(Dataset records)
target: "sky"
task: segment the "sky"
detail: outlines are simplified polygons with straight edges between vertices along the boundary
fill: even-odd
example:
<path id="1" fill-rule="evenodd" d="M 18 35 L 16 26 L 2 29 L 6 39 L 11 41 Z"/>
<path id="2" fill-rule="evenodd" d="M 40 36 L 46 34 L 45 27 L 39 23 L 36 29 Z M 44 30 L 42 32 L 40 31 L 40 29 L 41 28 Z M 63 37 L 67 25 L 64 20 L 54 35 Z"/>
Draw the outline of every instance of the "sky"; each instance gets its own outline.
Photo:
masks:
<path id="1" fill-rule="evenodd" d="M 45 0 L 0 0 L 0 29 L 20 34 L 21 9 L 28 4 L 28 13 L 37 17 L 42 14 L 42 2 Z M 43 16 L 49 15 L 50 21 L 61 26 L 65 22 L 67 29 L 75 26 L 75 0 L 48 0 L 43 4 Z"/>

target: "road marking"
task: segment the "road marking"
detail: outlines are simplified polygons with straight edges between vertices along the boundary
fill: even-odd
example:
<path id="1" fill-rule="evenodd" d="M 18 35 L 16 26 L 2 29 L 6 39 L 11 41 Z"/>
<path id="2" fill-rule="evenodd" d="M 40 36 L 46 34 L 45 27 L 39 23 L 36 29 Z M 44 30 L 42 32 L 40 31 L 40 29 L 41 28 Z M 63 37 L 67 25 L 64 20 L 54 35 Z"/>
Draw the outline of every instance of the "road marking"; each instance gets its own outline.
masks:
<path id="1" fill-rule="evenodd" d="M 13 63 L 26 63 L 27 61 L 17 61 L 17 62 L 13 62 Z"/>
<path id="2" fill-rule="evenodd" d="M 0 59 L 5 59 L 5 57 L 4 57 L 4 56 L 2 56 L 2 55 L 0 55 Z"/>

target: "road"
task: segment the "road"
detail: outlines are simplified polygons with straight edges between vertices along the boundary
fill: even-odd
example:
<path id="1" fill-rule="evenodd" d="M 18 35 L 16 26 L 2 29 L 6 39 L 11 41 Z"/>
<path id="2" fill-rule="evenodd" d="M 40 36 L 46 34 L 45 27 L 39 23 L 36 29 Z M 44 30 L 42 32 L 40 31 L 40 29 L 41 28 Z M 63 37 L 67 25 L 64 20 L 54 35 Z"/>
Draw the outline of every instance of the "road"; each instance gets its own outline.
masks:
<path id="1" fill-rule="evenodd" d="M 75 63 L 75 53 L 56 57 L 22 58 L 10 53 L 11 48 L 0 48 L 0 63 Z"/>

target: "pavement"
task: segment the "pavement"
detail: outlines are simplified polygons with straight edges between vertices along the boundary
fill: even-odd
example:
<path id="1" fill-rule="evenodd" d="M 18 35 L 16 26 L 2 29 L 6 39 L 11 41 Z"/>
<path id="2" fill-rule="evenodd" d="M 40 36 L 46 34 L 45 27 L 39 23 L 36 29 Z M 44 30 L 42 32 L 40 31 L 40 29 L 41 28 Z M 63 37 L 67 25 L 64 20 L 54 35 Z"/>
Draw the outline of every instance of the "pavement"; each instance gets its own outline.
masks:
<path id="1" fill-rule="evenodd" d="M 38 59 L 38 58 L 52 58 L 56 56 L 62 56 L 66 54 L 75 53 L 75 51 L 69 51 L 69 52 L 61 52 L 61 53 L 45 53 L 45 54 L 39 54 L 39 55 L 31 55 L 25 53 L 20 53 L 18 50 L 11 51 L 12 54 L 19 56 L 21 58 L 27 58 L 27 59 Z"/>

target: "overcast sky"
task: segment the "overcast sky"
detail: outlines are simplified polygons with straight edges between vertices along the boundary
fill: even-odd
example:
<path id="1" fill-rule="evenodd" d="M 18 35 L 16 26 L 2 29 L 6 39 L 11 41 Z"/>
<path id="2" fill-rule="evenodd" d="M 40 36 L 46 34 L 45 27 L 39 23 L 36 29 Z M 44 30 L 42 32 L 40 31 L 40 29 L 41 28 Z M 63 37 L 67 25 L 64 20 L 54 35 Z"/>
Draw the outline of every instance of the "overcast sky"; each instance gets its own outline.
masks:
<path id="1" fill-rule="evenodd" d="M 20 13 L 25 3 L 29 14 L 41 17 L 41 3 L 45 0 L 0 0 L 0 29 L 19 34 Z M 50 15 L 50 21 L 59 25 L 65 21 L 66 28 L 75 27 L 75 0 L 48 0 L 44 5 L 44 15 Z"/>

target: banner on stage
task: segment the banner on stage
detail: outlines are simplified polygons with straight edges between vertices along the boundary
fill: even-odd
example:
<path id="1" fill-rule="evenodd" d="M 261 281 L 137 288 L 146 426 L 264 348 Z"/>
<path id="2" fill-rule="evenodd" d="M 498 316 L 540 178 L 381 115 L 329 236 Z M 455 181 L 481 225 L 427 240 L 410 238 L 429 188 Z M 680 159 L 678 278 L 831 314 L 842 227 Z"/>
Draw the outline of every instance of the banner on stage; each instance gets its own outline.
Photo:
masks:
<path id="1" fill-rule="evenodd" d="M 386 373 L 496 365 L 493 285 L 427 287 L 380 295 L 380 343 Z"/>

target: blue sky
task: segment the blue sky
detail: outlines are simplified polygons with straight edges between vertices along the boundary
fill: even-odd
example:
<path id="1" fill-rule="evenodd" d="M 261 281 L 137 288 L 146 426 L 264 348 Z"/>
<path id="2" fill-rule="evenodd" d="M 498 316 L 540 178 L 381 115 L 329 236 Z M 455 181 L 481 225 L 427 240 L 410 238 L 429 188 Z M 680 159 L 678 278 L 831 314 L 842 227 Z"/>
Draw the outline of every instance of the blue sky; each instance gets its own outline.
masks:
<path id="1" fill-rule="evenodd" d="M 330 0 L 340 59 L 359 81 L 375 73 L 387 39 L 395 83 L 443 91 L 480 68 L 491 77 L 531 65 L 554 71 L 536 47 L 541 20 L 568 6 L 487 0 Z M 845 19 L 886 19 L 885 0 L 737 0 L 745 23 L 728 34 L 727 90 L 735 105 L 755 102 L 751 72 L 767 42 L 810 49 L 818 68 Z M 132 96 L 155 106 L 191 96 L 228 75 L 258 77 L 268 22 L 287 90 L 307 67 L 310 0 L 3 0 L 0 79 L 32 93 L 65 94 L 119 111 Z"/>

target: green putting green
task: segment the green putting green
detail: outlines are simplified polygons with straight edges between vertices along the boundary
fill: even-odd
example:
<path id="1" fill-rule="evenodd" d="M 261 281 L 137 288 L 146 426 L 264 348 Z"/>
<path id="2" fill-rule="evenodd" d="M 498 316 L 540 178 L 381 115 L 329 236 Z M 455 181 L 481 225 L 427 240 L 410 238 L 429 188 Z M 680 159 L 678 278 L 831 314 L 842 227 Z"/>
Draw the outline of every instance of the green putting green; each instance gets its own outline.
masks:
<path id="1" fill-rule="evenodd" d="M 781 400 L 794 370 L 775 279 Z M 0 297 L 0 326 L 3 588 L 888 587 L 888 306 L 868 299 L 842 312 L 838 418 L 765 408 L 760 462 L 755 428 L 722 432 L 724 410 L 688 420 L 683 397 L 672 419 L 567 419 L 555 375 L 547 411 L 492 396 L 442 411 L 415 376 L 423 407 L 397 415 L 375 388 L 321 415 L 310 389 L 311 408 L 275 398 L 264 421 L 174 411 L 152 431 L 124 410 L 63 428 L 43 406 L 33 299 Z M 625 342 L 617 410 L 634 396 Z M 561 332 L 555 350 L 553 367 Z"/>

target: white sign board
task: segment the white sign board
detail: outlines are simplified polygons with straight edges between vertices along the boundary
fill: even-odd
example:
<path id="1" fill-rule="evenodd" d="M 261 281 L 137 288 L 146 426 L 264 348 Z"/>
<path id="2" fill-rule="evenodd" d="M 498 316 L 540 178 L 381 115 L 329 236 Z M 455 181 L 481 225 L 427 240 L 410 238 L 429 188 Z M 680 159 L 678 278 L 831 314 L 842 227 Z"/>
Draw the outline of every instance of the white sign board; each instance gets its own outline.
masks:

**What is being asked:** Reproduce verbatim everything from the first line of the material down to the line containing "L 0 29 L 20", including both ends.

**Answer:**
target: "sky"
task: segment the "sky"
detail: outlines are simplified polygons with straight edges between vertices along the boundary
fill: even-odd
example:
<path id="1" fill-rule="evenodd" d="M 18 35 L 16 26 L 2 29 L 6 39 L 11 41 Z"/>
<path id="2" fill-rule="evenodd" d="M 40 36 L 46 34 L 45 27 L 39 23 L 36 29 Z M 44 30 L 42 32 L 40 31 L 40 29 L 41 28 Z M 63 37 L 67 25 L 64 20 L 54 35 Z"/>
Draw the outline of every instance of the "sky"; each instance gets its own outline.
Photo:
masks:
<path id="1" fill-rule="evenodd" d="M 45 0 L 0 0 L 0 29 L 20 34 L 21 9 L 28 4 L 28 13 L 37 17 L 42 14 L 42 2 Z M 43 16 L 49 15 L 50 21 L 61 26 L 65 22 L 67 29 L 75 26 L 75 0 L 48 0 L 43 4 Z"/>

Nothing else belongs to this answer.